What you need to do:
Which comments, marked with #, appear in the code of the Beautiful Soup forum post?

Why is beautiful soup parsing different html than the source? Python

Question

I've been trying to create a script that parses Instagram usernames to tell me whether some are available. Originally I was using a status code check but it turns out Instagram doesn't actually use a code 404 on it's empty pages, and still returns 200. So I then imported beautiful soup to try and parse the html for the page title text, but for whatever reason, the html being parsed looks very different from the actual page, and lacks the title text as well as many other elements entirely. I'm also pretty certain all my logic at the bottom might be wrong.

So this is my code, sorry if it is horrible I'm new

`
#random word selector stuff
r = requests.get(url)
text = r.text
words = text.split()
rng = randint(0,len(words))

#random proxy selector stuff
ipreq = requests.get(url2)
nums = ipreq.text
ips = nums.split()
randomcheck = randint(0,len(ips))

#this one worked 103.149.130.38:80
proxies  = {
'http': 'http://' + '103.149.130.38:80',
'https': 'https://' + ips\[randomcheck\],
}

print(proxies)

while True:
user = ""

for words[rng] in random.choices(words):
        user = user + words[rng]

response = requests.get("http://www.instagram.com/{user}/",proxies=proxies,headers={'user-agent':'Mozilla/5.0 (Windows NT 10.0; Win64; x64) AppleWebKit/537.36 (KHTML, like Gecko) Chrome/62.0.3202.94 Safari/537.36'}, timeout=100)

ref = requests.get("http://www.instagram.com/{user}/")

Data section:
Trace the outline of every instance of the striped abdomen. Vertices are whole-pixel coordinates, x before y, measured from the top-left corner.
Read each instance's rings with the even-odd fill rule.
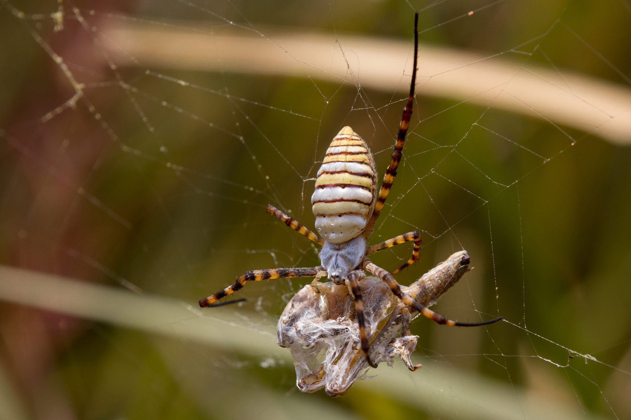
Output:
[[[357,236],[366,227],[376,194],[372,154],[362,138],[345,127],[326,150],[311,196],[318,233],[333,244]]]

Task result:
- #random word selector stuff
- #random proxy selector stuff
- #this one worked 103.149.130.38:80